YOUR GOAL:
Report, from the records below, every line where the word "open" appears.

RECORDS TO USE:
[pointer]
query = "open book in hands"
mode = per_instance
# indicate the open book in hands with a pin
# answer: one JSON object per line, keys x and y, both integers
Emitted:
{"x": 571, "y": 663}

SOLUTION TO THE EXERCISE:
query = "open book in hands"
# indicate the open book in hands with a pin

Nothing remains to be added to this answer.